What you should do
Render every line of the records below as a JSON list of strings, one string per line, leaving out blank lines.

────────────────

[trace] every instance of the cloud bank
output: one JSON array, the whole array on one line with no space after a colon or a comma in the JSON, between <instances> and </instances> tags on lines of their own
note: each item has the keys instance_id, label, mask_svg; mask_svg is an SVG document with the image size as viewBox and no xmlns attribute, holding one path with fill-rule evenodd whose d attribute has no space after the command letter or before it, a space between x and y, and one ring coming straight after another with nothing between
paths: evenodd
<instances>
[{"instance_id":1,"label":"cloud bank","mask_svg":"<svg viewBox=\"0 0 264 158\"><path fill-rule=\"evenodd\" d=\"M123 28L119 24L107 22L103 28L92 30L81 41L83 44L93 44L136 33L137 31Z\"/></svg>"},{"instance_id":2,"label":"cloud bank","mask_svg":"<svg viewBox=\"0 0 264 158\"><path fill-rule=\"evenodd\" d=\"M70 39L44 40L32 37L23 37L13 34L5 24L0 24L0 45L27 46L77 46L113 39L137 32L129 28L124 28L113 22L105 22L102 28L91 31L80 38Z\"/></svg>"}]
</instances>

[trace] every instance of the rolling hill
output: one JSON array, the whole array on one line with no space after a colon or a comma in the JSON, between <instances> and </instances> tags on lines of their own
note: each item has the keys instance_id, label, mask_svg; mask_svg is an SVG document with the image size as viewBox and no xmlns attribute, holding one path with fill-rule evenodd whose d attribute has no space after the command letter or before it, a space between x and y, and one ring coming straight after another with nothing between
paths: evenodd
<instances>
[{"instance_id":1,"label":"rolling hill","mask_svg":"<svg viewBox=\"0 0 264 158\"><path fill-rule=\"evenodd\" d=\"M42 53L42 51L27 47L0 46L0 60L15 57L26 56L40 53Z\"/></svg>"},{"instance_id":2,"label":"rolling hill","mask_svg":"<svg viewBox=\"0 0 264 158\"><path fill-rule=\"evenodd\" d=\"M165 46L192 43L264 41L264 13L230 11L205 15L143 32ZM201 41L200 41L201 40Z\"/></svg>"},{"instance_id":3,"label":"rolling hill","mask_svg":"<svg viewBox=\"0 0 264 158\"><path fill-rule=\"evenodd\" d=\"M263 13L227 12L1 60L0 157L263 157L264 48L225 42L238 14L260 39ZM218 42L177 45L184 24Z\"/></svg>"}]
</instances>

────────────────

Solution below
[
  "[trace] every instance of the cloud bank",
  "output: one JSON array, the whole array on one line with no space after a colon or a comma in the JSON, between <instances> and </instances> tags on lines of their own",
  "note: each item has the keys instance_id, label, mask_svg; mask_svg is an SVG document with the image size as viewBox and no xmlns attribute, holding one path with fill-rule evenodd whose d attribute has no space after the command letter or before it, a space between x and y, and one ring coming straight after another with nothing between",
  "paths: evenodd",
  "<instances>",
  "[{\"instance_id\":1,\"label\":\"cloud bank\",\"mask_svg\":\"<svg viewBox=\\\"0 0 264 158\\\"><path fill-rule=\\\"evenodd\\\" d=\\\"M123 28L119 24L107 22L103 28L92 30L81 41L83 44L93 44L136 33L137 31Z\\\"/></svg>\"},{\"instance_id\":2,\"label\":\"cloud bank\",\"mask_svg\":\"<svg viewBox=\\\"0 0 264 158\\\"><path fill-rule=\\\"evenodd\\\" d=\\\"M70 39L44 40L32 37L23 37L13 34L5 24L0 24L0 45L27 46L77 46L113 39L137 32L129 28L124 28L113 22L105 22L102 28L91 31L80 38Z\\\"/></svg>\"}]",
  "</instances>",
  "[trace] every instance of the rolling hill",
  "output: one JSON array, the whole array on one line with no space after a colon or a comma in the JSON, between <instances> and </instances> tags on lines of their own",
  "note: each item has the keys instance_id, label, mask_svg; mask_svg is an SVG document with the image size as viewBox and no xmlns attribute, holding one path with fill-rule evenodd whose d attribute has no space after the command letter or before it, a space between x and y, and one ring coming straight after another with nothing between",
  "paths: evenodd",
  "<instances>",
  "[{\"instance_id\":1,\"label\":\"rolling hill\",\"mask_svg\":\"<svg viewBox=\\\"0 0 264 158\\\"><path fill-rule=\\\"evenodd\\\" d=\\\"M42 53L42 51L27 47L0 46L0 60L15 57L26 56L40 53Z\\\"/></svg>\"},{\"instance_id\":2,\"label\":\"rolling hill\",\"mask_svg\":\"<svg viewBox=\\\"0 0 264 158\\\"><path fill-rule=\\\"evenodd\\\" d=\\\"M165 46L192 43L264 41L264 13L230 11L205 15L143 32ZM201 41L200 41L201 40Z\\\"/></svg>\"},{\"instance_id\":3,\"label\":\"rolling hill\",\"mask_svg\":\"<svg viewBox=\\\"0 0 264 158\\\"><path fill-rule=\\\"evenodd\\\" d=\\\"M263 13L227 12L1 60L0 157L263 157L264 48L225 42L238 14L260 39ZM218 42L177 45L184 24Z\\\"/></svg>\"}]",
  "</instances>"
]